• **Given task**
Write out, word for word, the stretch of the forum thread on the Jerusalem Council below from "## jubal (Nov" through "can't eat pork?".

• **Text excerpt**
^^^^^^^^^^^^^^^^

It seems to me that the bible implies that the literal blood descendants of Jacob are still required to keep the law. 

This is because the council of Jerusalem explicitly states that the gentiles that there is no need for the Gentiles to follow the Mosaic Law. 

If the intended meaning was nobody need obey the law then we have a problem that this sentiment is not communicated in the passage in acts.


----------



## Taylor (Nov 12, 2018)

jubal said:


> This is because the council of Jerusalem explicitly states that the gentiles that there is no need for the Gentiles to follow the Mosaic Law.



Not so fast, brother. Before you make such assertions about the_ conclusion_ of the Jerusalem Council, you really must pay careful attention to the triggering_ occasion_ of the Jerusalem Council. The occasioning assertion was not, "Gentiles must keep the Law of Moses," but, "Gentiles must keep the Law of Moses—at least as it regards circumcision—_or they cannot be saved_." There is a big difference between the two questions. The question is, "Must one become a Jew ceremonially before they can become a Christian?"_ That_ was the question being answered.

_Every_ Christian, no matter their lineage, is required to obey the Law—not for their salvation, but, just like Israel of old, because they are a redeemed people under the direct lordship of Christ.


----------



## jubal (Nov 12, 2018)

Taylor Sexton said:


> Not so fast, brother. Before you make such assertions about the_ conclusion_ of the Jerusalem Council, you really must pay careful attention to the triggering_ occasion_ of the Jerusalem Council. The occasioning assertion was not, "Gentiles must keep the Law of Moses," but, "Gentiles must keep the Law of Moses—at least as it regards circumcision—_or they cannot be saved_." There is a big difference between the two questions. The question is, "Must one become a Jew ceremonially before they can become a Christian?"_ That_ was the question being answered.
> 
> _[you]Every[/you]_ Christian, no matter their lineage, is required to obey the Law—not for their salvation, but, just like Israel of old, because they are a redeemed people under the direct lordship of Christ.



So you think we can't eat pork? 

There is a law that we all must keep, the problem seems to be the jews are special. 

Remember in the past a righteous gentile( such as Noah) did not have to keep the law of Moses. (Genisis 9 Noah can eat anything that moves.) 

So does that situation still hold post Jesus?

^^^^^^^^^^^^^^^^

• **Items**
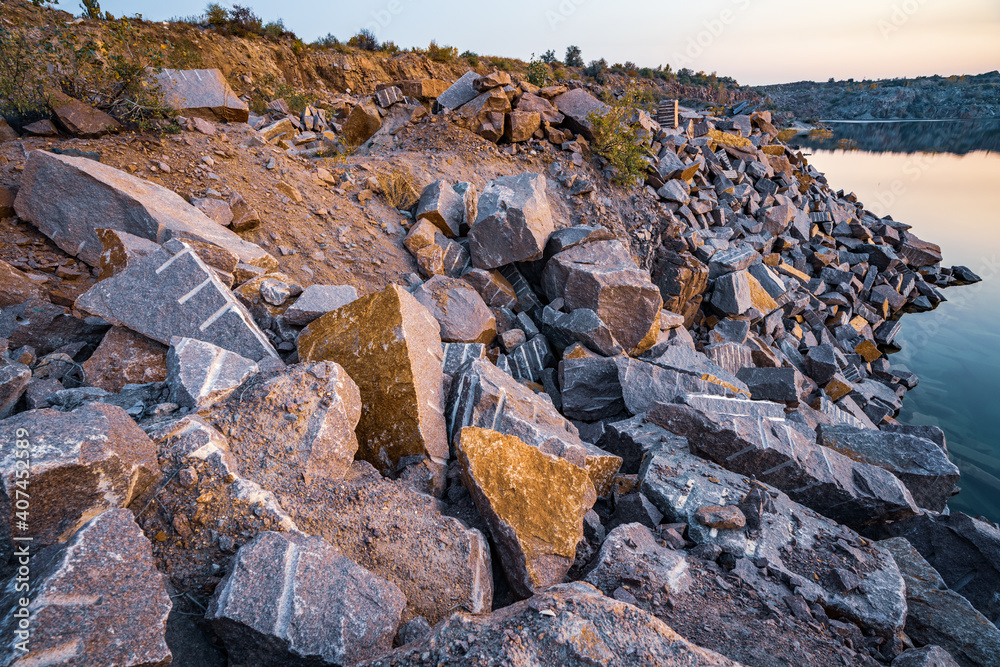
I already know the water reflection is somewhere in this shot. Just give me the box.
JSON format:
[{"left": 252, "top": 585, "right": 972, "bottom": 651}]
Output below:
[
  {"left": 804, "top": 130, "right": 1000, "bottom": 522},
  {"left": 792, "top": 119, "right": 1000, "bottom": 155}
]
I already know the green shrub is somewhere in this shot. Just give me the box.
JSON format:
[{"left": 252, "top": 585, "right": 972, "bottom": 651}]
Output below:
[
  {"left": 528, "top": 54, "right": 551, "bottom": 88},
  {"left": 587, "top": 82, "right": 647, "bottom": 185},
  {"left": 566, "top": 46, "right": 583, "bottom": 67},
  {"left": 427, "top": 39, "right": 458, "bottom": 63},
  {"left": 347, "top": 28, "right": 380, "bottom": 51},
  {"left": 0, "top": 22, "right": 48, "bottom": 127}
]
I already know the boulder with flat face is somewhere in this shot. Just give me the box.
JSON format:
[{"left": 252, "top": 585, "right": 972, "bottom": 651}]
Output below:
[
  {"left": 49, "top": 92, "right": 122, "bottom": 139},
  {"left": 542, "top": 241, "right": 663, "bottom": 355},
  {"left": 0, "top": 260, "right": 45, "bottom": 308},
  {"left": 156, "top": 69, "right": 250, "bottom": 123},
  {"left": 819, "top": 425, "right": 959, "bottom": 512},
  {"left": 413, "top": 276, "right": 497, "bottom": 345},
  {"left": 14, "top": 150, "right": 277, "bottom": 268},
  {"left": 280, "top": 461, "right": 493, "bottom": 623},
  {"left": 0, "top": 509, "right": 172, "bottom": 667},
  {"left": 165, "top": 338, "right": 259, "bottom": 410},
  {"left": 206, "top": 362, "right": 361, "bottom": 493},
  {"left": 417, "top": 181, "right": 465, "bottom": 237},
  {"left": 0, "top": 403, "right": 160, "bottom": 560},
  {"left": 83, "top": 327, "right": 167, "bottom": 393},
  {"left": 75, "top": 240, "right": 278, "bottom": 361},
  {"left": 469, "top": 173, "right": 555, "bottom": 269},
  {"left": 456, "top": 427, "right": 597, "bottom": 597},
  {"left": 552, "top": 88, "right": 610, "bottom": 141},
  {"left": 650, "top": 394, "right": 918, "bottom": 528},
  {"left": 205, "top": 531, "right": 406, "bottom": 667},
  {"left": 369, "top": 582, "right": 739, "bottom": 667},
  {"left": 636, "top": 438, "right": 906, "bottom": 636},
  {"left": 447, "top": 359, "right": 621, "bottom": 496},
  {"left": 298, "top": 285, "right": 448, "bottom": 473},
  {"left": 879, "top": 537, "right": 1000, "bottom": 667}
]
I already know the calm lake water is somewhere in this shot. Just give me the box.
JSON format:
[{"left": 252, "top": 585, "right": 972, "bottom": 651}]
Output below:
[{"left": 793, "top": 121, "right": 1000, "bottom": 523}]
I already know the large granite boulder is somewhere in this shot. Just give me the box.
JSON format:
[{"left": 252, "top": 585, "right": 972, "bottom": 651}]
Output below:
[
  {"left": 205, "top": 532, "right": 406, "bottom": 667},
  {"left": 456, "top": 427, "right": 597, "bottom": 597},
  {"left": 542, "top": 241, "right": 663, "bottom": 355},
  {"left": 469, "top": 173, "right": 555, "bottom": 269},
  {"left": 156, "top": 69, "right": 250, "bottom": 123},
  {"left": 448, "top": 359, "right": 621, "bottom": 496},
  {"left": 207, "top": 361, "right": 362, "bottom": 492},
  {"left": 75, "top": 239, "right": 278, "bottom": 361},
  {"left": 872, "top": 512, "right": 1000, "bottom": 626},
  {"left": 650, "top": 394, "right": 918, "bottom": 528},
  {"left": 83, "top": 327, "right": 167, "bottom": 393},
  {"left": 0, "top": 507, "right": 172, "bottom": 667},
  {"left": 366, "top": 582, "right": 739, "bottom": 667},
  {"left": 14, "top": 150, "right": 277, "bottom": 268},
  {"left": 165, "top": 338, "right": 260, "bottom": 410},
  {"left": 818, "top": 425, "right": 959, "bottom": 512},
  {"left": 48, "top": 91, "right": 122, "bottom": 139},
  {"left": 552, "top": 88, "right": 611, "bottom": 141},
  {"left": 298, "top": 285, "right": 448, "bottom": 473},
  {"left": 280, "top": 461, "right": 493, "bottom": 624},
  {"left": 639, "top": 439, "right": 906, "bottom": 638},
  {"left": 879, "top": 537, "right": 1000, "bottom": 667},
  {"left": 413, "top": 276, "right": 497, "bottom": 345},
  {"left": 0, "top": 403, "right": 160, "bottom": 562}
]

^^^^^^^^^^^^^^^^

• **Correct response**
## jubal (Nov 12, 2018)

Taylor Sexton said:


> Not so fast, brother. Before you make such assertions about the_ conclusion_ of the Jerusalem Council, you really must pay careful attention to the triggering_ occasion_ of the Jerusalem Council. The occasioning assertion was not, "Gentiles must keep the Law of Moses," but, "Gentiles must keep the Law of Moses—at least as it regards circumcision—_or they cannot be saved_." There is a big difference between the two questions. The question is, "Must one become a Jew ceremonially before they can become a Christian?"_ That_ was the question being answered.
> 
> _[you]Every[/you]_ Christian, no matter their lineage, is required to obey the Law—not for their salvation, but, just like Israel of old, because they are a redeemed people under the direct lordship of Christ.



So you think we can't eat pork?